Supplied material -
+--

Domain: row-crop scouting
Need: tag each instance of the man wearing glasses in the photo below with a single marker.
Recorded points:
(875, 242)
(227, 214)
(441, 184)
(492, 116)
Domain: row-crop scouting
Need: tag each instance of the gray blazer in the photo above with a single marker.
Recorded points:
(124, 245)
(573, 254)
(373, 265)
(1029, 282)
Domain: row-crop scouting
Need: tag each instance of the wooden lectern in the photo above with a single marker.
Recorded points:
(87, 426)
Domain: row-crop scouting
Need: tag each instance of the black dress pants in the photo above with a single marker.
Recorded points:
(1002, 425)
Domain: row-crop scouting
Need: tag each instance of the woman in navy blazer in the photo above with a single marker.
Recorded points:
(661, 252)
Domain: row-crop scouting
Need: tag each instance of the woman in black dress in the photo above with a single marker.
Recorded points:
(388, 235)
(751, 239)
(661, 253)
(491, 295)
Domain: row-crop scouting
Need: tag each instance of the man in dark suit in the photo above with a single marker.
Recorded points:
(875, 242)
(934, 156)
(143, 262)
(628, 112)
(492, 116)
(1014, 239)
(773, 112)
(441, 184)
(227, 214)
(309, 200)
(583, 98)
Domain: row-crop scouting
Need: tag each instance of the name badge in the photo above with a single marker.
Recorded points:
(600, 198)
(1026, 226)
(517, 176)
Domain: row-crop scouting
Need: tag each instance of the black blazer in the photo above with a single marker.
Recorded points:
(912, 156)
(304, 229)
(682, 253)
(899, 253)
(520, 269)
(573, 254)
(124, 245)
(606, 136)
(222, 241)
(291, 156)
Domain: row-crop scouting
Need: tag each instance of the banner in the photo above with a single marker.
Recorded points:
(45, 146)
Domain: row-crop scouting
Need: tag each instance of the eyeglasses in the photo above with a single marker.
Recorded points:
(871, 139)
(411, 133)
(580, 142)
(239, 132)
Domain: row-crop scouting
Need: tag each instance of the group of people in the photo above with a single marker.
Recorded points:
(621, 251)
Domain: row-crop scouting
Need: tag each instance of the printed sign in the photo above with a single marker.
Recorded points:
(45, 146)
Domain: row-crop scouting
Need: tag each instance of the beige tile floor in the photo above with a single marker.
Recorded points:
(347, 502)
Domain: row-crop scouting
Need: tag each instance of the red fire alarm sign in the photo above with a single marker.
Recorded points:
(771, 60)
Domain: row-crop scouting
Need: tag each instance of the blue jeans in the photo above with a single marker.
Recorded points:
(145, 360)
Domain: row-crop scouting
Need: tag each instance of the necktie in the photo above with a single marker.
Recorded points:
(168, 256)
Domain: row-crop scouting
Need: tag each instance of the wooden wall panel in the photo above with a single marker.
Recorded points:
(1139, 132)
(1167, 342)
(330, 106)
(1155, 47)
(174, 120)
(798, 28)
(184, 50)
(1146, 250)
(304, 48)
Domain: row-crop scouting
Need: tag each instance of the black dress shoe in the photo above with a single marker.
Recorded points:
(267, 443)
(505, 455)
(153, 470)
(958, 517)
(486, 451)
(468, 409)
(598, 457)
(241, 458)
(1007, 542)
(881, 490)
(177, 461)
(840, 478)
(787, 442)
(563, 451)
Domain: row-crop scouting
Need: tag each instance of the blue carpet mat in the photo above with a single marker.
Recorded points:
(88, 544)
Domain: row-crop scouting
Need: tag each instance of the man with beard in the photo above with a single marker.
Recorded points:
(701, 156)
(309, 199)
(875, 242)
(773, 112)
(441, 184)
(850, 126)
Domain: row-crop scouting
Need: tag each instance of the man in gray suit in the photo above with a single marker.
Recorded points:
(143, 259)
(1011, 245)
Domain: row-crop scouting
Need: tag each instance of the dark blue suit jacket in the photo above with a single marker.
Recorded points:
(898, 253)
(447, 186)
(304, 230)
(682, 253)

+--

What the task asks - Each line above with the word "gray" must be returned.

Task output -
Need: tag each instance of the gray blazer in the photo above with a single marker.
Need: tag each instance of the man in gray suit in the photo above with a single marker.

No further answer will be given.